DOCUMENT TEXT –
..............................

As a nation we are fighting for air. We have spent that last several months being engulfed by a contagious virus that starves our bodies of air, a virus that quite literally prevents the air, we work so hard to pump into our buildings, from fueling our bodies. A virus which travels silently through this same air.

At the same time, we spend an average of 87% of our time inside buildings. Designing for air is fundamental to Architecture and Interior Design. We too often ignore this key aspect of our spaces, especially when relying on mechanical ventilation. While this awareness seems new to 2020, it behooves us to reflect on a few key moments challenging how we perceive the relationship between air and our built environment.

Butaro Hospital by MASS Design Group

Designing for Infection Control without Mechanical Ventilation

In 2011, Butaro Hospital opened atop a hill in the Burera district of Rwanda. This rural region was one of the last two districts in Rwanda without a tertiary care hospital, leaving a population of 340,000 without access to a single doctor. Understanding the sites unreliable access to power, MASS designed the health facility to be ostensibly open air. Strategic building placement, outdoor waiting, fans, large operable windows, and permanently open louvers circulate air comfortably, reducing the risk of infection.

Junkspace by Rem Koolhaas

Mechanical Ventilations Impact on Space

The essay “Junkspace” by Rem Koolhaas (2001) is a rambling critique of Architecture which now almost seems to be a prophecy. Koolhaas writes:

Junkspace seems an aberration, but it is essence, the main thing... product of the encounter between escalator and air conditioning, conceived in an incubator of sheetrock….

It is always interior, so extensive that you rarely perceive limits; it promotes disorientation by any means (mirror, polish, echo).... Junkspace is sealed, held together not by structure, but by skin, like a bubble. Gravity has remained constant, resisted by the same arsenal since the beginning of time; but air conditioning - invisible medium, therefore unnoticed - has truly revolutionized architecture. Air conditioning has launched the endless building. If architecture separates buildings, air conditioning unites them. Air conditioning has dictated mutant regimes of organization and coexistence that leave architecture behind. A single shopping center now is the work of generations of space planners, repairmen and fixers, like in the Middle Ages; air conditioning sustains our cathedrals.

The impacts of mechanical ventilation cannot be emphasized enough in Architecture, yet it seems to be rarely discussed. In 2020, we now see through the vents to complex systems covertly carrying air (and now contagion) from one space to another. As a result, our old motelsare having a moment as we finally see them as spaces that can guarantee our access to fresh air.

..............................

EXERCISES TO COMPLETE –
**1.** Answer these questions from the text on air in buildings.
(a) What share of our time does it say we spend inside buildings, on average?
(b) In what year and in which district did Butaro Hospital open?
(c) In what year was the essay "Junkspace" written?
**2.** Using the text on air in buildings, explain why MASS designed Butaro Hospital to be ostensibly open air.

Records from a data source
..............................

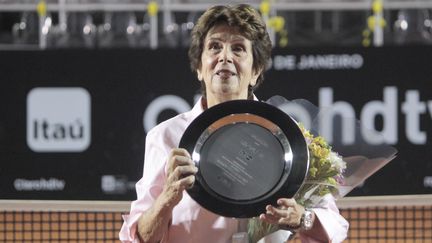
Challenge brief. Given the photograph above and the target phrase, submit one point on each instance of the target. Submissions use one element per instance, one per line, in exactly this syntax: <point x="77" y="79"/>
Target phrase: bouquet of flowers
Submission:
<point x="329" y="172"/>
<point x="323" y="177"/>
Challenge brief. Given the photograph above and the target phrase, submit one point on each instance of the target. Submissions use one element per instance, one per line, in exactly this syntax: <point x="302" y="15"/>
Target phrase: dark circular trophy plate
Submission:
<point x="248" y="154"/>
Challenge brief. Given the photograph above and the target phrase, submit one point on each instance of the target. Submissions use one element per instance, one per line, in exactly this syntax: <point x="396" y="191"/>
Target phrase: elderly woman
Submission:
<point x="229" y="51"/>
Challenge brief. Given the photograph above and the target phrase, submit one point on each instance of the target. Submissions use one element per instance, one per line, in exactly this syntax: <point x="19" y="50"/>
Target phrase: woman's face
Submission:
<point x="226" y="65"/>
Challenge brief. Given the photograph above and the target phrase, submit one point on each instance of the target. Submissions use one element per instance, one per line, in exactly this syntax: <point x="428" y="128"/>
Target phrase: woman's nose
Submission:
<point x="225" y="56"/>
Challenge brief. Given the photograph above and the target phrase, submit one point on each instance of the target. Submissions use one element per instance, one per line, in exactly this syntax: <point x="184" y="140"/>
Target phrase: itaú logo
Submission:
<point x="58" y="119"/>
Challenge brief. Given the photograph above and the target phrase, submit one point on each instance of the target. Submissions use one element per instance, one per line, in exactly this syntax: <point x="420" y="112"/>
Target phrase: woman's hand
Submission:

..............................

ANSWERS BELOW –
**1.**
(a) 87%
(b) 2011, in the Burera district of Rwanda
(c) 2001

**2.** MASS designed the hospital to be ostensibly open air because the site had unreliable access to power. Building placement, outdoor waiting, fans, large operable windows and permanently open louvers circulate air comfortably and reduce the risk of infection.